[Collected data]
■ ■ ■ ■ ■

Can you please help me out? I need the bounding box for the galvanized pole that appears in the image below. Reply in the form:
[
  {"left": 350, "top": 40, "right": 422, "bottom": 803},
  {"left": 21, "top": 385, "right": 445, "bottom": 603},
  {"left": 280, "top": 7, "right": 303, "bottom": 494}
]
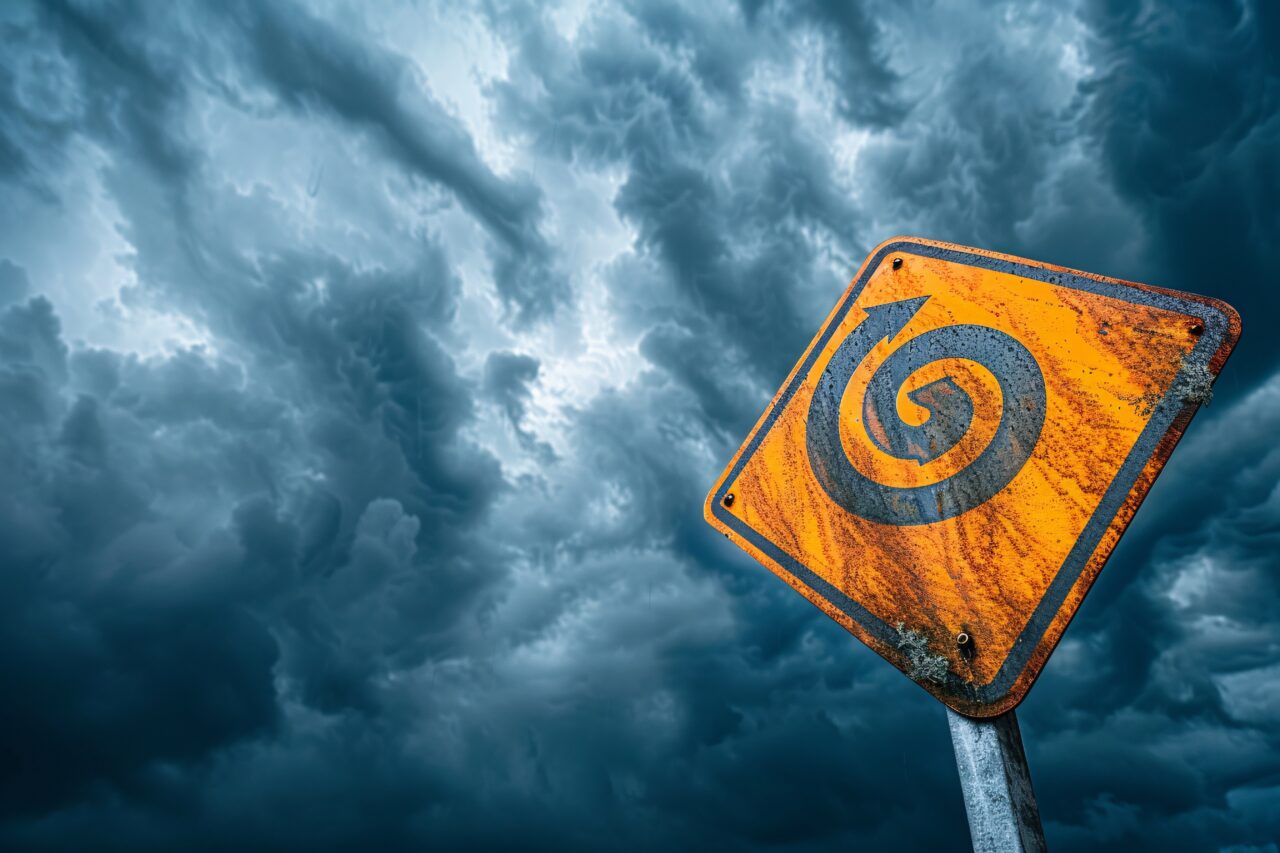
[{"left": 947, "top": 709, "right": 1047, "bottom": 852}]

■ ■ ■ ■ ■

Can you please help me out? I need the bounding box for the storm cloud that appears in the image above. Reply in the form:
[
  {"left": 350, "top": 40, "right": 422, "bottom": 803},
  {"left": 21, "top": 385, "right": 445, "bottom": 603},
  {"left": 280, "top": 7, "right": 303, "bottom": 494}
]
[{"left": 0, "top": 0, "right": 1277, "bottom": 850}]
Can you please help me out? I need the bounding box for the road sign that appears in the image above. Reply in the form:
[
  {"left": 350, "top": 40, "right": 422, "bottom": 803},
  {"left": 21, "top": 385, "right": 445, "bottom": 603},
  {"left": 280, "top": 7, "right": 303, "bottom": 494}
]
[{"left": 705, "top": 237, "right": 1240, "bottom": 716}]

■ ■ ■ ■ ■

- [PROBLEM REQUIREMENTS]:
Check each line of the records above, and copy those that hold the word "image".

- [ANSWER TO THIS PROBLEM]:
Can you please help me out? I need the bounding box for the galvanized pole that appears in the image below. Reply in the form:
Can you please help me out? I need the bounding box for the storm cloud that appears in the image above. Reply in the form:
Can you please help me out? I need the bounding box for the road sign that appears in the image above. Reply in the form:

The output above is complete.